◆ TASK SET:
1 > Using the article about the Biloela family, answer these:
(a) In which electorate was Morrison campaigning on Thursday afternoon?
(b) Where were the family detained in August 2019?
(c) Since what year have the rules allowed the visa intervention, according to Abul Rizvi?
2 > Please carry on the article about the Biloela family from the point where it stops.

◆ DOCUMENT SECTION:
··········
Scott Morrison accused of misleading voters on Biloela family

Prime Minister Scott Morrison has been accused of misleading voters by saying the government could not issue visas to send a family of asylum seekers back to their former home in the Queensland town of Biloela, with critics noting that laws allow the intervention at any time.

Morrison made the claim while campaigning in the western Sydney electorate of Werriwa on Thursday afternoon with Immigration Minister Alex Hawke, who is waiting for a court decision that will decide the next steps in a years-long dispute over the fate of the Murugappan family.

The Murugappan family require the signature of Immigration Minister Alex Hawke to return to Biloela. Credit:Alex Ellinghausen/Supplied

“That matter is still not determined in the courts,” Morrison told reporters when asked about the family by The Sydney Morning Herald and The Age.

“There has been no finding of protection for the family, that is what our law requires for protection to be provided with such a visa.

“There is no protection owed. They have not been found to be refugees. And so Australia’s rules do not permit permanent visas for people who have not been found to be refugees. That is the government’s policy. It hasn’t changed.”

Priya and Nadesalingam Murugappan, who arrived in Australia by boat, and their Australian-born daughters, Kopika and Tharnicaa, were detained on Christmas Island in August 2019 after earlier detention on the mainland while they sought refugee status in the courts. They were later moved to Perth after Tharnicaa, 3, suffered a blood infection.

Deputy Prime Minister Barnaby Joyce has called in the past for the family to be returned to Biloela and said on April 24 his position had not changed.

Abul Rizvi, a former deputy secretary in the Department of Immigration, said federal law allowed the immigration minister to use his or her discretion to issue a visa.

“The rules have allowed it since 1989,” he said.
··········
◆ RECORD EXCERPTS:
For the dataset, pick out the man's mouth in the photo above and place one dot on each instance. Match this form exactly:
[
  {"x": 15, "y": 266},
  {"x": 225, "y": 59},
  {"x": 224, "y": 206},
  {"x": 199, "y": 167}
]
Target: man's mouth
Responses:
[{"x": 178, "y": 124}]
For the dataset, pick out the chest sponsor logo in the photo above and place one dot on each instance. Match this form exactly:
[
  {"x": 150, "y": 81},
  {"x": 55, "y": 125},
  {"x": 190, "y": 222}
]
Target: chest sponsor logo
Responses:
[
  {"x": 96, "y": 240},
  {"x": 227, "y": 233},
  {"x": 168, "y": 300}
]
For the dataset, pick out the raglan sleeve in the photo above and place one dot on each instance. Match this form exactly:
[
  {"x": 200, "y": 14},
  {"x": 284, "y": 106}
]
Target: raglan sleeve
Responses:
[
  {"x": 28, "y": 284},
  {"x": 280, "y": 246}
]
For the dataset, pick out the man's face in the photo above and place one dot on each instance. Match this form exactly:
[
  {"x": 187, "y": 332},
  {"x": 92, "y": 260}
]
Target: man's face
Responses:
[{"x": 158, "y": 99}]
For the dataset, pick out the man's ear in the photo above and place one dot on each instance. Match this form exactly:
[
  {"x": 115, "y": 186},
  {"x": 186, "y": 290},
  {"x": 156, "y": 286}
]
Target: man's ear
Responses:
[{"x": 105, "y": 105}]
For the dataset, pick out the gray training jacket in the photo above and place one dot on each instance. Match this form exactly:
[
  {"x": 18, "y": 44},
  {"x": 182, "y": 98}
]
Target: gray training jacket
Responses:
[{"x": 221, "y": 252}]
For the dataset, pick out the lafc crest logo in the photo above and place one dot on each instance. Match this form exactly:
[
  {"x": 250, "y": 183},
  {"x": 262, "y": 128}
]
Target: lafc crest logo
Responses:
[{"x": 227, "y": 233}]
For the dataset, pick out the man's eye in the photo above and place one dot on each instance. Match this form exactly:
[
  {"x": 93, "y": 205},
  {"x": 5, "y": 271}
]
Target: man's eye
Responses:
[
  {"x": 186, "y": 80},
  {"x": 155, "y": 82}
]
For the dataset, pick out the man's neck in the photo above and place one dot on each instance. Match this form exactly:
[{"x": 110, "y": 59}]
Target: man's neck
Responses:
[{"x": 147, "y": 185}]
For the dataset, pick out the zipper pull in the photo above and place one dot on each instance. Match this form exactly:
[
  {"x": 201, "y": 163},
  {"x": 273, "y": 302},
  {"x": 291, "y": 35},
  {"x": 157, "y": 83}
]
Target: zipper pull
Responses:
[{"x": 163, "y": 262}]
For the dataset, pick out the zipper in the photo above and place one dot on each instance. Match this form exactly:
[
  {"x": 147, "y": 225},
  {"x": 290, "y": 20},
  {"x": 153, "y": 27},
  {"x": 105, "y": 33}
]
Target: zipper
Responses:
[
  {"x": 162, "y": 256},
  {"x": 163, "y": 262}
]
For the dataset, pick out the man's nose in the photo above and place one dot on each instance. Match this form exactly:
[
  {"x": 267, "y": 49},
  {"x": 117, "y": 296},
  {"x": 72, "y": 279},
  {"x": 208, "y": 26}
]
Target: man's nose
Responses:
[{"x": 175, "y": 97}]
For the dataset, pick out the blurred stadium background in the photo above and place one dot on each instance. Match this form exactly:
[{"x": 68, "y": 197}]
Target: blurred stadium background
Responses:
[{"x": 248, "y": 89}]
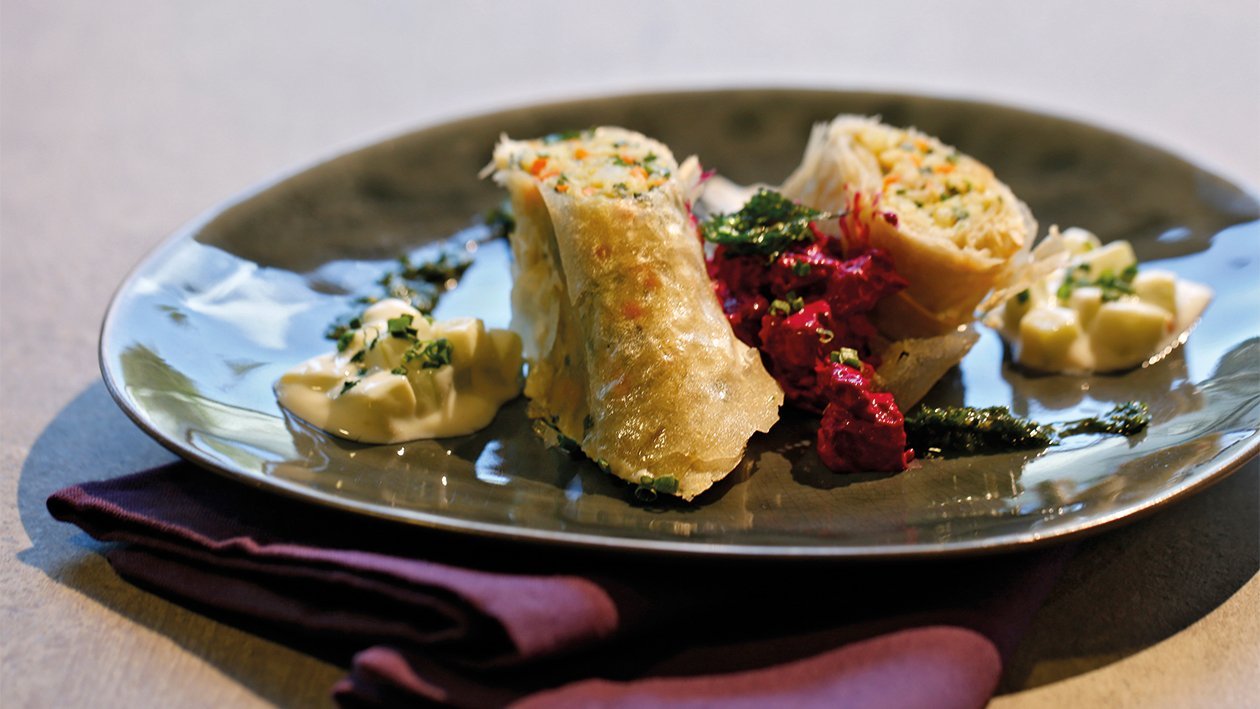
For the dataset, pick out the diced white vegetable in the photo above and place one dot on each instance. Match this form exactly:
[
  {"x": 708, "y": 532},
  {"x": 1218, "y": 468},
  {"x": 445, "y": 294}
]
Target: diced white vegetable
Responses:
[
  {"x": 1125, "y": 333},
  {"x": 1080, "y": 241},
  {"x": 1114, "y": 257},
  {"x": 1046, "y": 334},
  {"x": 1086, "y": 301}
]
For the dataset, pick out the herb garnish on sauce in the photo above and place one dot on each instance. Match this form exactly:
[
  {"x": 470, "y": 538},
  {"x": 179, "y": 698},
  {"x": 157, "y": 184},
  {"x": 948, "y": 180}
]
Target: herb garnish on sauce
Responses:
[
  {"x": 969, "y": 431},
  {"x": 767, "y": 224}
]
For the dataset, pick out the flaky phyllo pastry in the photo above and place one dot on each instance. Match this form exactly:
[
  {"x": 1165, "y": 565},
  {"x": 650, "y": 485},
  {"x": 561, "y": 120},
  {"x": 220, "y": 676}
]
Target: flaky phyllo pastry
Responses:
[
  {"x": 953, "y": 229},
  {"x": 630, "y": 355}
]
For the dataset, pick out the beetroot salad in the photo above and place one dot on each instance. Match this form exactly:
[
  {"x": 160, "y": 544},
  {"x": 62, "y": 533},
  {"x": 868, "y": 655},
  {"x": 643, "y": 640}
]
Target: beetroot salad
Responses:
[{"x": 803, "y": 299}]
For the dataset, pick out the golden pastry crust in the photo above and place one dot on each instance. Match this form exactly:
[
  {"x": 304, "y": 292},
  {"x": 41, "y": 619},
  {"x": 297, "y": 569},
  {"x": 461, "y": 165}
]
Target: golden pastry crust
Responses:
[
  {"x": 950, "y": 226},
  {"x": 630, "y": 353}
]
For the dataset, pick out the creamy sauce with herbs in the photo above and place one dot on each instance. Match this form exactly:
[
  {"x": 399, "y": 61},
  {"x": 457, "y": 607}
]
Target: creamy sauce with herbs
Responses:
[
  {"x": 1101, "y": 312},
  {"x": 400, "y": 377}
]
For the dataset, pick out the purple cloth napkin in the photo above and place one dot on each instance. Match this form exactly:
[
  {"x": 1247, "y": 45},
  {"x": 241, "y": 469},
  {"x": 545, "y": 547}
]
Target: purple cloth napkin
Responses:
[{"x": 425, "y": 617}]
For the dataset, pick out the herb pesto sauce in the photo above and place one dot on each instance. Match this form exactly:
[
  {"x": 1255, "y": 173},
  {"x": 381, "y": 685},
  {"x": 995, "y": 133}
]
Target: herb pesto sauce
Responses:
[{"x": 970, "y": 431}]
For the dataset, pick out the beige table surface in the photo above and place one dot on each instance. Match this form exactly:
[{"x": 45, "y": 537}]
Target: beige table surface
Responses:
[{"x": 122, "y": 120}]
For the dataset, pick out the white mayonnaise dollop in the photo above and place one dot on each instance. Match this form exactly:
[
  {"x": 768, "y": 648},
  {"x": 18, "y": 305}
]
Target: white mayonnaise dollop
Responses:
··········
◆ OUTPUTS IN ORDER:
1 >
(a) Werriwa, in western Sydney
(b) Christmas Island
(c) 1989

2 >
“There will always be exceptional cases where you will want to allow visas to be issued and to do that we created ministerial discretion.

“Morrison himself would have exercised this ministerial discretion when he was [immigration] minister – I don’t know how he’s forgotten.”

Labor home affairs spokeswoman Kristina Keneally said the Prime Minister was wrong.

“The minister for immigration can, with a stroke of a pen, grant visas that allow the Murugappan family to go back to Biloela and stay in Australia,” she said.

“And if the Morrison government won’t do it, an Albanese Labor government will.”

Bronwyn Dendle and Angela Fredericks, who live in Biloela and are friends of the Murugappans, have criticised ministers and MPs for denying the ability to intervene when Hawke could use his discretion as minister.

“It’s not sitting before the courts. It’s sitting on Minister Hawke’s desk right now. It’s been sitting there forever,” Dendle told The Herald and The Age last month.

“He only has to sign the papers and they can come home. It’s not tricky, it’s not tricky at all, but that’s the spin they give their ministers.”

Biloela is in the Queensland electorate of Flynn where the Labor candidate, Matt Burnett, supports the family being released while the Nationals candidate, Colin Boyce, says the rules should be followed.